» **Fragmento de origen**
A los científicos les cuesta horrores soltar prenda antes de tener sus resultados publicados, pero al preguntarle a Julie si tienen indicios de que aparecerá algo sonado, contesta un contundente: «¡Desde luego! Estamos empezando a ver resistencia a fármacos, o relaciones con desórdenes que en principio no tienen nada que ver. Todo indica que los resultados serán muy claros, y el traslado a la práctica clínica será rapidísimo».

(Datos de máscaras de segmentación)
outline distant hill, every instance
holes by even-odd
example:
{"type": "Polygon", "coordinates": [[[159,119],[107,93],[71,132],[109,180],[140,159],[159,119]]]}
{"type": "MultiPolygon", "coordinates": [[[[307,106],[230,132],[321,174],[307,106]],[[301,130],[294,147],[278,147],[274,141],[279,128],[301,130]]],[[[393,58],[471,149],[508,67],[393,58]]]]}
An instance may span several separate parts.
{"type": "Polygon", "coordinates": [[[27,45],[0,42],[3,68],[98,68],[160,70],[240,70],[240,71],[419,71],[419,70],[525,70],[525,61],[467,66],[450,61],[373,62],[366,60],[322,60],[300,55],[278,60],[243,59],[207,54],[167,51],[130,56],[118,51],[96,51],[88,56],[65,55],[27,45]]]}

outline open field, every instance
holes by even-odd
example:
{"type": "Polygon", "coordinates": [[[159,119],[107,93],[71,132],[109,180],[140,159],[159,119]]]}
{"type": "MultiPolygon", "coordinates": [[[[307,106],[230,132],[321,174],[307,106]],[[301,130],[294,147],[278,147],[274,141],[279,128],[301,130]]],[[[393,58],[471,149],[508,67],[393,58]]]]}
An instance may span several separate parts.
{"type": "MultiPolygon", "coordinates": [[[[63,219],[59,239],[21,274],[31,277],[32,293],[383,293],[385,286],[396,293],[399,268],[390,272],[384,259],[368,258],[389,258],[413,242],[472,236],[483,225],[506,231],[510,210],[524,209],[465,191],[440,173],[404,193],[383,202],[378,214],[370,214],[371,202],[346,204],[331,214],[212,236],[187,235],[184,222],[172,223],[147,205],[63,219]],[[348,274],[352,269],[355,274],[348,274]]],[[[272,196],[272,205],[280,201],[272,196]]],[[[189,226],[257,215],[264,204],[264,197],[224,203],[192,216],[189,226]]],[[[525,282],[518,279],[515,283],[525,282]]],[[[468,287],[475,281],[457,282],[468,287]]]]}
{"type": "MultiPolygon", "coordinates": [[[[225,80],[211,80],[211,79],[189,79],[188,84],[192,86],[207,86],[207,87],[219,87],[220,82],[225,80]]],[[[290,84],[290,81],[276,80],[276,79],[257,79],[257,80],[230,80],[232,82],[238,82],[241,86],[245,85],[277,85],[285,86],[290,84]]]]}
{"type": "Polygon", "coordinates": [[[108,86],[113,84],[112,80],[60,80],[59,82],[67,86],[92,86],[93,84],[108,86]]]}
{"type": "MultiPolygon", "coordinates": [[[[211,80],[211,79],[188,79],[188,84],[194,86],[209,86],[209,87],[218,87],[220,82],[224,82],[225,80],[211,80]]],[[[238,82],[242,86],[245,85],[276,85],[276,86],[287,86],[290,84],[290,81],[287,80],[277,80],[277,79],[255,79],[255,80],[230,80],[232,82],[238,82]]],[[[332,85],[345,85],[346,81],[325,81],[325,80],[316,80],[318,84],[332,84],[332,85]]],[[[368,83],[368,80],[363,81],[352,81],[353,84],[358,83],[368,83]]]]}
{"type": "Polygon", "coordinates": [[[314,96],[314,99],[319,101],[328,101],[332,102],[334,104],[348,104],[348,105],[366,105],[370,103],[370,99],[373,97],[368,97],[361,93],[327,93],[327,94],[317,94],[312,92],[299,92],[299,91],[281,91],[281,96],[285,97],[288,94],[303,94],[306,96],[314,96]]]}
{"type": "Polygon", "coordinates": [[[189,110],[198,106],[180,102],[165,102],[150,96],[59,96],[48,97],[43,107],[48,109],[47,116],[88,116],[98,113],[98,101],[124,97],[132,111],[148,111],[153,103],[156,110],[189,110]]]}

» **Tareas a realizar**
**1)** Según el fragmento de origen, ¿qué dice Julie que están empezando a ver?
**2)** Indique si cada afirmación concuerda con el fragmento de origen y cite las palabras que lo deciden.
(a) A los científicos les resulta fácil adelantar información antes de que se publiquen sus resultados.
(b) Julie afirma que están empezando a observar resistencia a fármacos.
(c) Julie prevé que el traslado a la práctica clínica será lento.
**3)** Según el fragmento de origen, ¿en qué se apoya Julie para responder afirmativamente cuando se le pregunta si aparecerá algo sonado? Explíquelo en una a tres oraciones.

» **Soluciones**
**1)** Resistencia a fármacos y relaciones con desórdenes que en principio no tienen nada que ver.

**2)**
(a) No: «A los científicos les cuesta horrores soltar prenda antes de tener sus resultados publicados».
(b) Sí: «Estamos empezando a ver resistencia a fármacos».
(c) No: «el traslado a la práctica clínica será rapidísimo».

**3)** Julie se apoya en que ya están empezando a ver resistencia a fármacos y relaciones con desórdenes que en principio no tienen nada que ver. Además, todo indica que los resultados serán muy claros.